Return only the final portion of the entries: the line with "Could you please drop a point on the moored" and every line after it, each one exact.

START RECORDS SUPPLIED

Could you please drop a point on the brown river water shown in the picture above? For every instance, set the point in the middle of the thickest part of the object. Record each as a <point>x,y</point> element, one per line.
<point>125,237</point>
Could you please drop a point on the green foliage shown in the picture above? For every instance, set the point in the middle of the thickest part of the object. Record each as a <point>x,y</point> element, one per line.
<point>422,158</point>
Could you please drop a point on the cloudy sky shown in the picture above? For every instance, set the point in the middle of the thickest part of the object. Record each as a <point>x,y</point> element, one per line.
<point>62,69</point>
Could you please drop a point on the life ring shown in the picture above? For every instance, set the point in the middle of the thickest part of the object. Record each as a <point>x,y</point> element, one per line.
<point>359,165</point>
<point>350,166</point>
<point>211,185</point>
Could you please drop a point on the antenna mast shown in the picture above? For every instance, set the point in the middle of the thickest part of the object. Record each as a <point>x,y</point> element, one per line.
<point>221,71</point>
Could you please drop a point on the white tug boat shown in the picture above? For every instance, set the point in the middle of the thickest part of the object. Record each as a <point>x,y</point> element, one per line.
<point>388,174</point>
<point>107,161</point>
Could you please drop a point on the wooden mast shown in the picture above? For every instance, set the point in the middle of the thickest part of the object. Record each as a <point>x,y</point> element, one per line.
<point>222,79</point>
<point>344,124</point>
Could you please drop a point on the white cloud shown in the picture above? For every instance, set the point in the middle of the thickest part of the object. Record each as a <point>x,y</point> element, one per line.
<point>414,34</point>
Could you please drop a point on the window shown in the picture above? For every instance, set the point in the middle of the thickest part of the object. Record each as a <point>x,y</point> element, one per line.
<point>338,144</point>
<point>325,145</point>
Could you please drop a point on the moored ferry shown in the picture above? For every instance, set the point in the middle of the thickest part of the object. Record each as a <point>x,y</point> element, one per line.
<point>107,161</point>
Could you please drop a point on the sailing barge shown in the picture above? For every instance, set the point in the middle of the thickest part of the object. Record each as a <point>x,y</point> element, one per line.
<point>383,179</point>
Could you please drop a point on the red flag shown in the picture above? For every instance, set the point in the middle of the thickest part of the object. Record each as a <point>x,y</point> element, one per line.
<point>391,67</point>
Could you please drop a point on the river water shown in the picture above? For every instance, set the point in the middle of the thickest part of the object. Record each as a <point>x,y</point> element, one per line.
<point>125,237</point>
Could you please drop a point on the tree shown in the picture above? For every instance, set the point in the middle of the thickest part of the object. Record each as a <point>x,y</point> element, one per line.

END RECORDS SUPPLIED

§ PROBLEM SOLUTION:
Could you please drop a point on the moored ferry shown in the picture above? For every instance, set the point in the middle of the thickest part of the object. Record each as a <point>x,y</point> element, one per line.
<point>107,161</point>
Could you please drop a point on the sailing barge shown in the picture above? For every instance, set the point in the middle of the thickest part of the object. Record each as a <point>x,y</point> element, one per line.
<point>383,179</point>
Could you please drop a point on the red flag shown in the picture above? For every instance, set the point in the middle of the thickest part of the object. Record each as a <point>x,y</point> element, one per line.
<point>391,67</point>
Could you please drop a point on the river water shown in the picture above? For every instance, set the point in the middle of the thickest part of the object. Record each as a <point>x,y</point> element, one per line.
<point>125,237</point>
Could you please drop a point on the tree shown in the picture above? For every instance, set the point in the middle of the thickest part of the object. Record each as a <point>x,y</point> element, one per line.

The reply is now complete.